TASK TO COMPLETE:
Leave out the pictures and retype exactly the lines from the line with "the puppy's leg?" through the end of the listing below.

** begin **

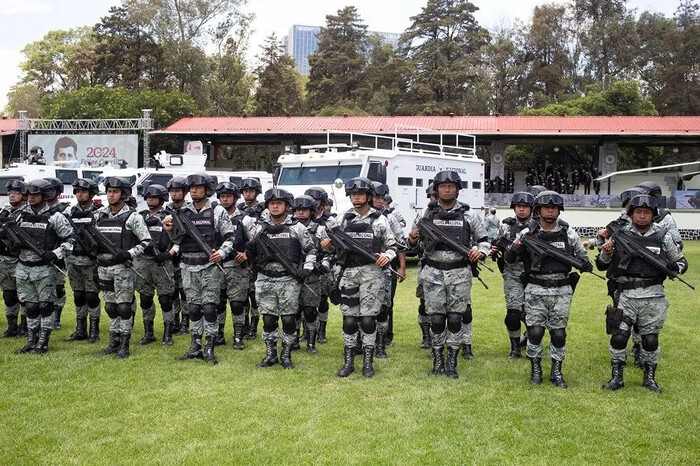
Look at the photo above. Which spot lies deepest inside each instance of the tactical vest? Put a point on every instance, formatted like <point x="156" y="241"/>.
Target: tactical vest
<point x="114" y="228"/>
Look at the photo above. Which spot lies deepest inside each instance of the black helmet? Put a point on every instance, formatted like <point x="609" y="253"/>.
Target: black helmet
<point x="643" y="200"/>
<point x="40" y="186"/>
<point x="625" y="196"/>
<point x="251" y="183"/>
<point x="177" y="182"/>
<point x="650" y="188"/>
<point x="85" y="183"/>
<point x="317" y="193"/>
<point x="276" y="194"/>
<point x="15" y="185"/>
<point x="156" y="190"/>
<point x="522" y="198"/>
<point x="226" y="187"/>
<point x="549" y="198"/>
<point x="447" y="176"/>
<point x="119" y="183"/>
<point x="201" y="179"/>
<point x="359" y="185"/>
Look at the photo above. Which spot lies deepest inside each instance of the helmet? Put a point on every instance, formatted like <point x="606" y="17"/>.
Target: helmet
<point x="650" y="188"/>
<point x="85" y="183"/>
<point x="643" y="200"/>
<point x="226" y="187"/>
<point x="317" y="193"/>
<point x="380" y="189"/>
<point x="549" y="198"/>
<point x="522" y="198"/>
<point x="304" y="202"/>
<point x="251" y="183"/>
<point x="447" y="176"/>
<point x="15" y="185"/>
<point x="177" y="182"/>
<point x="40" y="186"/>
<point x="201" y="179"/>
<point x="629" y="194"/>
<point x="156" y="190"/>
<point x="119" y="183"/>
<point x="276" y="194"/>
<point x="359" y="185"/>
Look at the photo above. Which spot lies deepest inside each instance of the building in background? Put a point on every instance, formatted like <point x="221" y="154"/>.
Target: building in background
<point x="302" y="41"/>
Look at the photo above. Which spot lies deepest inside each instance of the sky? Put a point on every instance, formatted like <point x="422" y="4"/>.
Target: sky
<point x="24" y="21"/>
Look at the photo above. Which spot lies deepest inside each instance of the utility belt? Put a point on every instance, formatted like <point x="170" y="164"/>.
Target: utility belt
<point x="447" y="265"/>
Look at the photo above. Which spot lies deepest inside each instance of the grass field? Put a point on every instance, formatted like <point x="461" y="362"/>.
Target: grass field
<point x="72" y="406"/>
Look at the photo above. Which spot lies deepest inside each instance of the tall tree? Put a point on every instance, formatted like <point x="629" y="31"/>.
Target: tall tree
<point x="446" y="45"/>
<point x="338" y="66"/>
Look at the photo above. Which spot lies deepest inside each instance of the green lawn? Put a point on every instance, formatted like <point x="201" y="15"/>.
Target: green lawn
<point x="73" y="406"/>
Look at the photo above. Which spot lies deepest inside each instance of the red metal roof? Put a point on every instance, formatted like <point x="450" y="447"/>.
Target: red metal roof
<point x="491" y="125"/>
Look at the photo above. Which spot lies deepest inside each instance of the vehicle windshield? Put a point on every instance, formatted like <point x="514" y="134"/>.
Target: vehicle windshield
<point x="310" y="175"/>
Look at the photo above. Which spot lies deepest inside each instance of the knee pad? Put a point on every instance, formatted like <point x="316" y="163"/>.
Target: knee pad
<point x="512" y="319"/>
<point x="467" y="317"/>
<point x="558" y="337"/>
<point x="269" y="323"/>
<point x="289" y="324"/>
<point x="438" y="323"/>
<point x="350" y="325"/>
<point x="368" y="324"/>
<point x="650" y="342"/>
<point x="454" y="322"/>
<point x="111" y="310"/>
<point x="535" y="334"/>
<point x="146" y="301"/>
<point x="92" y="299"/>
<point x="195" y="312"/>
<point x="124" y="310"/>
<point x="10" y="297"/>
<point x="209" y="311"/>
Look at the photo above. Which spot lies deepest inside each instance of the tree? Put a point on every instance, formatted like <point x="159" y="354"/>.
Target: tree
<point x="279" y="90"/>
<point x="445" y="45"/>
<point x="338" y="66"/>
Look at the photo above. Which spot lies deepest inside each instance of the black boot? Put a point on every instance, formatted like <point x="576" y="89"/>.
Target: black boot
<point x="616" y="380"/>
<point x="195" y="351"/>
<point x="113" y="346"/>
<point x="556" y="376"/>
<point x="425" y="334"/>
<point x="32" y="339"/>
<point x="368" y="361"/>
<point x="168" y="328"/>
<point x="514" y="348"/>
<point x="467" y="352"/>
<point x="438" y="360"/>
<point x="535" y="371"/>
<point x="238" y="337"/>
<point x="322" y="331"/>
<point x="123" y="351"/>
<point x="209" y="349"/>
<point x="80" y="330"/>
<point x="311" y="342"/>
<point x="451" y="364"/>
<point x="12" y="327"/>
<point x="286" y="356"/>
<point x="649" y="380"/>
<point x="94" y="329"/>
<point x="270" y="358"/>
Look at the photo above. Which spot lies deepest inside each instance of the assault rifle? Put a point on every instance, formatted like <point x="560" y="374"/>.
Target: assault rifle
<point x="541" y="249"/>
<point x="347" y="243"/>
<point x="627" y="243"/>
<point x="21" y="238"/>
<point x="184" y="225"/>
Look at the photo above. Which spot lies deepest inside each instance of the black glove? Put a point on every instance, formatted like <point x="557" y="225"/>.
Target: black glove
<point x="48" y="257"/>
<point x="163" y="257"/>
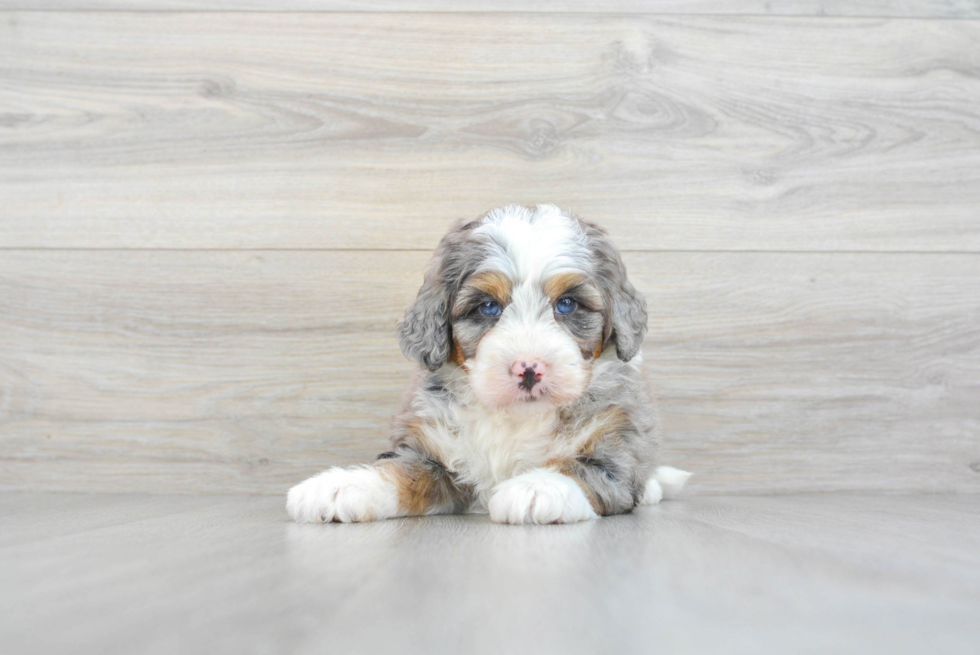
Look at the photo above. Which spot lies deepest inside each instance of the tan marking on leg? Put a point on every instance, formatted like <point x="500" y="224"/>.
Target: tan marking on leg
<point x="567" y="468"/>
<point x="414" y="484"/>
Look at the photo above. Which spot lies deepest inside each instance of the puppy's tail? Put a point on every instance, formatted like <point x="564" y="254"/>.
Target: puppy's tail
<point x="666" y="482"/>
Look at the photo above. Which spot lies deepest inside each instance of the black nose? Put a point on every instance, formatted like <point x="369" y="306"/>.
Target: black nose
<point x="529" y="379"/>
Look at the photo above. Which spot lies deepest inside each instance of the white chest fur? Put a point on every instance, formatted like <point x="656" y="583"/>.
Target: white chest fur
<point x="484" y="447"/>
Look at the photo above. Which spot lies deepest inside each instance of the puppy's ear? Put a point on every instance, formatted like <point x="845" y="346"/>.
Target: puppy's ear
<point x="626" y="315"/>
<point x="425" y="334"/>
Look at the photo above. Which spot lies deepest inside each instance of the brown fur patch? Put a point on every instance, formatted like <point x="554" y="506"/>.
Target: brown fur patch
<point x="457" y="353"/>
<point x="610" y="423"/>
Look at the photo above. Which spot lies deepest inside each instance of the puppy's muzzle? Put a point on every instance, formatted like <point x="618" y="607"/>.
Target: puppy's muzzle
<point x="529" y="373"/>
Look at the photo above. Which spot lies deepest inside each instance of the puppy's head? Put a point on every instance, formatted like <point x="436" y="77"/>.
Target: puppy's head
<point x="524" y="299"/>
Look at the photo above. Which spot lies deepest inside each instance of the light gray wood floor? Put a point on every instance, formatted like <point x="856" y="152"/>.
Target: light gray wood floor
<point x="833" y="573"/>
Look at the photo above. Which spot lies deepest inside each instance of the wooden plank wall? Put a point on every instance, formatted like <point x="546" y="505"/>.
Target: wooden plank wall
<point x="210" y="222"/>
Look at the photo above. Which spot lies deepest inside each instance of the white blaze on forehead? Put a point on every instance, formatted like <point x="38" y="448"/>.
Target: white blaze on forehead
<point x="535" y="243"/>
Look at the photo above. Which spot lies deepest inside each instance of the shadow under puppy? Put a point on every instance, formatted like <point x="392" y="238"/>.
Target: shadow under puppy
<point x="531" y="401"/>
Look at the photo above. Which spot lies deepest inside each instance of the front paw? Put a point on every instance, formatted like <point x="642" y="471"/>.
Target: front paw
<point x="539" y="496"/>
<point x="344" y="496"/>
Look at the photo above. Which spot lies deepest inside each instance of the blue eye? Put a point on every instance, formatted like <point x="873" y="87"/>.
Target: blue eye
<point x="490" y="308"/>
<point x="565" y="306"/>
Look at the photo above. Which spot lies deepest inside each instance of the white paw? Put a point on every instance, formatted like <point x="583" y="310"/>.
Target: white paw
<point x="343" y="495"/>
<point x="539" y="496"/>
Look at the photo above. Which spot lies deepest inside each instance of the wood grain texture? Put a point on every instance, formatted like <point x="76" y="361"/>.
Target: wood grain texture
<point x="237" y="130"/>
<point x="804" y="574"/>
<point x="245" y="372"/>
<point x="870" y="8"/>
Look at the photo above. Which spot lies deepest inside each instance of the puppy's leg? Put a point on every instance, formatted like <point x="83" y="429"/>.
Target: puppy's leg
<point x="406" y="484"/>
<point x="605" y="477"/>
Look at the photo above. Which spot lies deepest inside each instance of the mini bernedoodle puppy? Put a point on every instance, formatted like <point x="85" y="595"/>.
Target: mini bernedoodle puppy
<point x="531" y="401"/>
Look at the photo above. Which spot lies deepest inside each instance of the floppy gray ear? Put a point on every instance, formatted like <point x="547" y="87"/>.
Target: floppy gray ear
<point x="424" y="332"/>
<point x="627" y="314"/>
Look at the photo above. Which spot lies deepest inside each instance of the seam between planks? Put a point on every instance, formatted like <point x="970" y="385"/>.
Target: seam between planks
<point x="837" y="17"/>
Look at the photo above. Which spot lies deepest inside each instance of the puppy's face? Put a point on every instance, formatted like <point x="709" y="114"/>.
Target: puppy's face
<point x="524" y="299"/>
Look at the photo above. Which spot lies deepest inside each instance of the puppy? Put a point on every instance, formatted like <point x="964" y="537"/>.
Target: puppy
<point x="530" y="401"/>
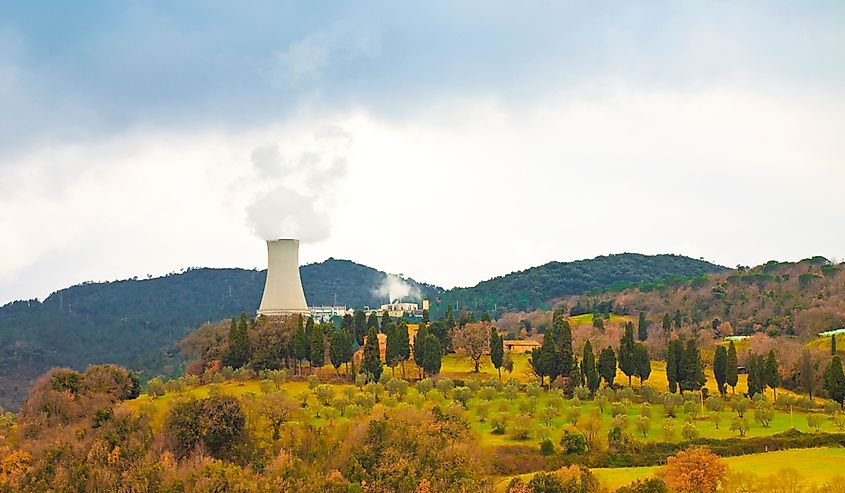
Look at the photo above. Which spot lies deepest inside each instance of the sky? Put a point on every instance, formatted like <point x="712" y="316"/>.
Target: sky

** end **

THE REPLY:
Look at the photo above. Which spot lies deepest inside each instance of the puppy's leg? Put a point on every instance, formatted like <point x="83" y="429"/>.
Target: puppy's leg
<point x="406" y="484"/>
<point x="605" y="477"/>
Look at the photo above. Which spot lies deepest inside each instance of the mini bernedoodle puppy? Put a point on every instance, formatted like <point x="85" y="595"/>.
Target: mini bernedoodle puppy
<point x="531" y="401"/>
Look at the photo above. Which spot lies deepest inside each instance of the floppy gray ear? Put a point on every instance, formatted like <point x="547" y="87"/>.
Target: floppy gray ear
<point x="424" y="332"/>
<point x="627" y="314"/>
Look at the photo above. Which spot lies deepest inside each instance of the seam between planks? Put a point on every instance, formatted like <point x="970" y="385"/>.
Target: seam between planks
<point x="837" y="17"/>
Look at the photo above. Which spot lies deepest inside each instance of the puppy's face? Put a point on every instance, formatted like <point x="709" y="114"/>.
Target: puppy's face
<point x="524" y="299"/>
Look at the photo above. Which spot lies deepest inside each instance of the puppy? Put a point on every instance, formatted like <point x="964" y="537"/>.
Target: puppy
<point x="530" y="401"/>
Look at the photo above. Which spot lies deepest inside each instance of the sky? Put a point on every instance, formatted like <point x="712" y="316"/>.
Target: sky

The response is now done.